§ **Data supplied**
◆ ◆ ◆ ◆

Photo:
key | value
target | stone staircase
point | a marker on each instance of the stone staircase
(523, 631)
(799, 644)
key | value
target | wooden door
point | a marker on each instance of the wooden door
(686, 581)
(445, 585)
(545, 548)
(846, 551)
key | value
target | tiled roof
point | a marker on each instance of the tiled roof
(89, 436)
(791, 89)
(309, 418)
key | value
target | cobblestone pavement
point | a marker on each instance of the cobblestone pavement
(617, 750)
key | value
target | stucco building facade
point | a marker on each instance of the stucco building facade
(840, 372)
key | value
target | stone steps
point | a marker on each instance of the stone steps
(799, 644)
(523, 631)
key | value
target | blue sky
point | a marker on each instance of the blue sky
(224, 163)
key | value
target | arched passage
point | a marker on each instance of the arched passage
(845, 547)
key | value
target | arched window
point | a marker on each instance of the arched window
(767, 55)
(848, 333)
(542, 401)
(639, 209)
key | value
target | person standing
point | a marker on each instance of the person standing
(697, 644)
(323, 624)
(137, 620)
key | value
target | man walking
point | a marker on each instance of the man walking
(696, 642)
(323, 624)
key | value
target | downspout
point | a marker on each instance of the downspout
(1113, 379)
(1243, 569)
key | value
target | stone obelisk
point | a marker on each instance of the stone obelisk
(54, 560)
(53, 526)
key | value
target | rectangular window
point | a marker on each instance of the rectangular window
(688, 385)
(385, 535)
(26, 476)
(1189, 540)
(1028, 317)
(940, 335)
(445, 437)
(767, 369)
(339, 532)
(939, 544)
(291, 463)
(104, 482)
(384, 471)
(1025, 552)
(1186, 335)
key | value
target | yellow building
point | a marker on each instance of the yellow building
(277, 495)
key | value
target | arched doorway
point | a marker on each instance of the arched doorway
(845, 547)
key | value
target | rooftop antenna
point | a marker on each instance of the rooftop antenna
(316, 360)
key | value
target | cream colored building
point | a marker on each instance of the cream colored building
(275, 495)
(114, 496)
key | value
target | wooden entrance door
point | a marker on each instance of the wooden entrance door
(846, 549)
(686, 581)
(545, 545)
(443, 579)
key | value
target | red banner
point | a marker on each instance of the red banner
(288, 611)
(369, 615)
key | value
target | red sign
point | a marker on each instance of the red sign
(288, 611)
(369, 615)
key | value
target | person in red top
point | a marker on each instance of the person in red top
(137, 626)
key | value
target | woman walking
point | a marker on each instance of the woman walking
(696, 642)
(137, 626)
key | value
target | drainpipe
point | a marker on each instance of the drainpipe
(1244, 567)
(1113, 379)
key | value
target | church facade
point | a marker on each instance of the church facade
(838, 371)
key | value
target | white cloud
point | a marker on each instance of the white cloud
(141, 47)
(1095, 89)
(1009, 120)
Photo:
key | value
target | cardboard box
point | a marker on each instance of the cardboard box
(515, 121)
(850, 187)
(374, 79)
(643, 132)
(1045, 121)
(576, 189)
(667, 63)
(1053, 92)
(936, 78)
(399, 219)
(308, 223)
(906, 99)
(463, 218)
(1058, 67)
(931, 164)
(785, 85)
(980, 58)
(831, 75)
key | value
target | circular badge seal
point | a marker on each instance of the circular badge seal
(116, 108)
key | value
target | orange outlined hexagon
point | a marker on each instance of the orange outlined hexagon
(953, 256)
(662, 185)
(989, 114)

◆ ◆ ◆ ◆

§ **Prompt**
Copy the listing above line for line, from start to finish, with nothing changed, added, or left out.

§ **Task solution**
Photo:
key | value
target | stone staircase
point | a marker on each instance of the stone staircase
(523, 631)
(799, 644)
key | value
target | wooden door
point | a marker on each instance of the wooden door
(686, 581)
(445, 585)
(545, 548)
(846, 551)
key | value
target | tiled roof
point | a marker on each instance of the tiled roof
(89, 436)
(791, 89)
(309, 418)
key | value
target | cobblestone pavement
point | a marker on each instance of the cobblestone pavement
(617, 750)
key | value
target | stucco building facade
point | a marker on each instance of the stucco building facade
(840, 372)
key | value
target | stone steps
point | a marker on each instance of the stone steps
(799, 644)
(523, 631)
key | value
target | blue sky
point | a marker on each instance of the blue sky
(224, 163)
key | value
target | arched passage
point | a marker on each instance of the arched passage
(845, 547)
key | value
target | arched window
point | a marker on each instance of the arched window
(767, 55)
(848, 333)
(542, 401)
(639, 209)
key | value
target | person standing
point | a marker on each instance of the person standing
(697, 644)
(323, 624)
(137, 620)
key | value
target | man walking
point | a marker on each instance of the man walking
(696, 642)
(323, 624)
key | value
target | downspout
point | a marker on each instance of the downspout
(1113, 379)
(1243, 569)
key | value
target | stone obelisk
point | a marker on each instance of the stone obelisk
(54, 560)
(53, 526)
key | value
target | rectangular window
point | a marker on each instance of the rectangular window
(688, 385)
(385, 535)
(26, 476)
(1189, 540)
(1028, 317)
(940, 335)
(445, 437)
(767, 369)
(339, 532)
(939, 544)
(291, 463)
(104, 482)
(384, 471)
(1025, 552)
(1186, 335)
key | value
target | yellow building
point | a marker on each instance of the yellow building
(277, 495)
key | value
target | arched doorway
point | a marker on each instance of the arched doorway
(845, 547)
key | value
target | rooftop antenna
point | a marker on each instance of the rooftop antenna
(316, 360)
key | value
target | cream colored building
point | a marker on each instance of the cream colored building
(275, 495)
(114, 496)
key | value
target | wooden entrance door
point | a marker on each instance of the wooden entrance door
(846, 549)
(686, 581)
(545, 545)
(443, 579)
key | value
target | red banner
point | a marker on each instance of the red banner
(288, 611)
(369, 615)
key | value
target | red sign
point | a marker on each instance of the red sign
(288, 611)
(369, 615)
key | value
target | person in red top
point | a marker on each instance of the person in red top
(137, 626)
key | value
target | woman walking
point | a marker on each instance of the woman walking
(696, 642)
(137, 626)
key | value
target | drainpipe
point | a marker on each instance of the drainpipe
(1244, 567)
(1113, 379)
key | value
target | church facade
point | a marker on each instance of the church facade
(838, 371)
key | value
target | white cloud
point | a marker on each instance of the white cloud
(141, 47)
(1095, 89)
(1009, 120)
Photo:
key | value
target | cardboard box
point | a marker on each instance of the cardboard box
(515, 121)
(850, 187)
(374, 79)
(643, 132)
(1045, 121)
(576, 189)
(667, 63)
(1053, 92)
(936, 78)
(399, 219)
(308, 223)
(906, 99)
(463, 218)
(1058, 67)
(931, 164)
(785, 85)
(980, 58)
(831, 75)
key | value
target | circular badge seal
point | a marker on each instance of the circular badge seal
(116, 108)
key | value
target | orange outlined hexagon
point | a marker on each instance of the orange outlined hexagon
(953, 256)
(662, 185)
(989, 114)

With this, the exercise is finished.